Instructions for the task:
Can you give the stretch of the forum thread from "This may be" through "kind of symmetry." again, switching "main effects" to "predictors" wherever it occurs?

Source excerpt:
This may be a silly question, but here it goes:

When modelling data, is it valid to add to the model 4 main effects but only 1 specific interaction between two of the variables? or one should look into all the interactions between the 4 main effects in order to create a valid model?

I commonly see that when researchers add interaction in a model, they usually add all possible interactions (often limiting it to 2-ways).

Thanks for the answers (references are well-appreciated)


It is definitely valid. If theory posits only one interaction, but multiple main effects, then there is no reason to "stuff" the model just to have a kind of symmetry.

Note that the model with all interactions would be (much) more complex than one with fewer interactions. As such, I would say that the burden of explanation lies on those who propose using the more complex model, especially if they have no theory to guide them. Numquam ponenda est pluralitas sine necessitate.

Information supplied:
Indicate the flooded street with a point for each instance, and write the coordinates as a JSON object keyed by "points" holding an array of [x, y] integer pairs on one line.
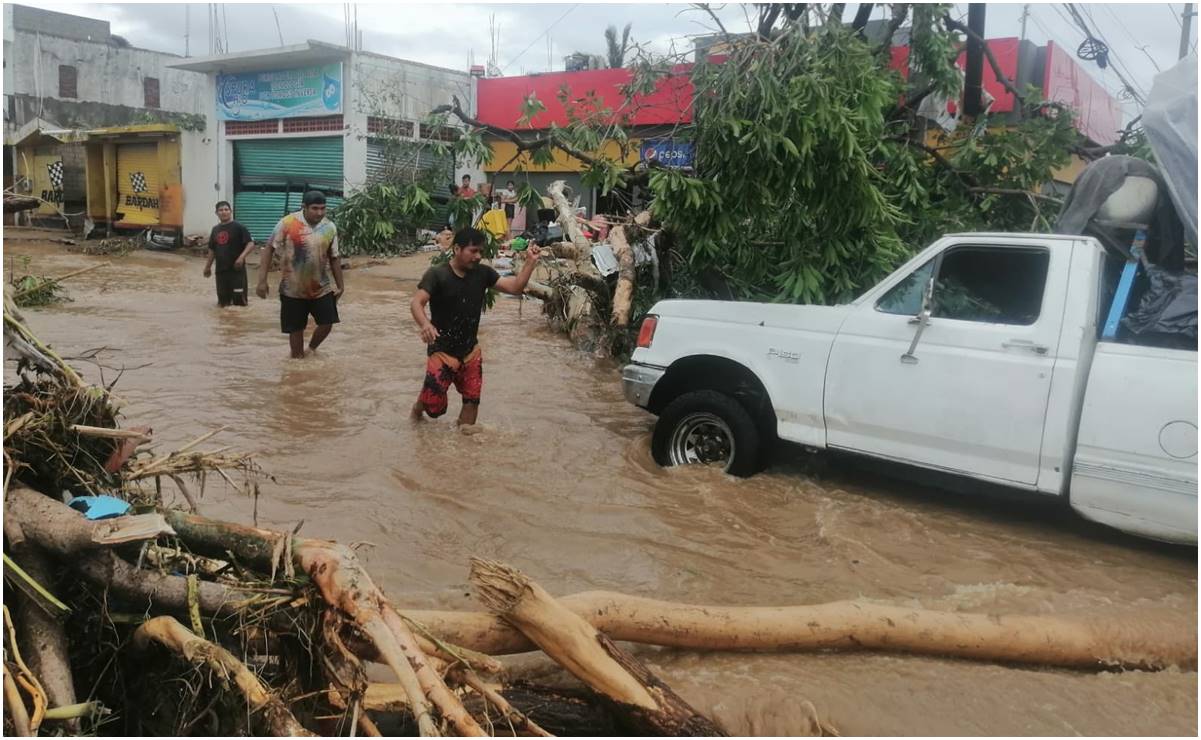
{"points": [[561, 484]]}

Exercise solution:
This may be a silly question, but here it goes:

When modelling data, is it valid to add to the model 4 predictors but only 1 specific interaction between two of the variables? or one should look into all the interactions between the 4 predictors in order to create a valid model?

I commonly see that when researchers add interaction in a model, they usually add all possible interactions (often limiting it to 2-ways).

Thanks for the answers (references are well-appreciated)


It is definitely valid. If theory posits only one interaction, but multiple predictors, then there is no reason to "stuff" the model just to have a kind of symmetry.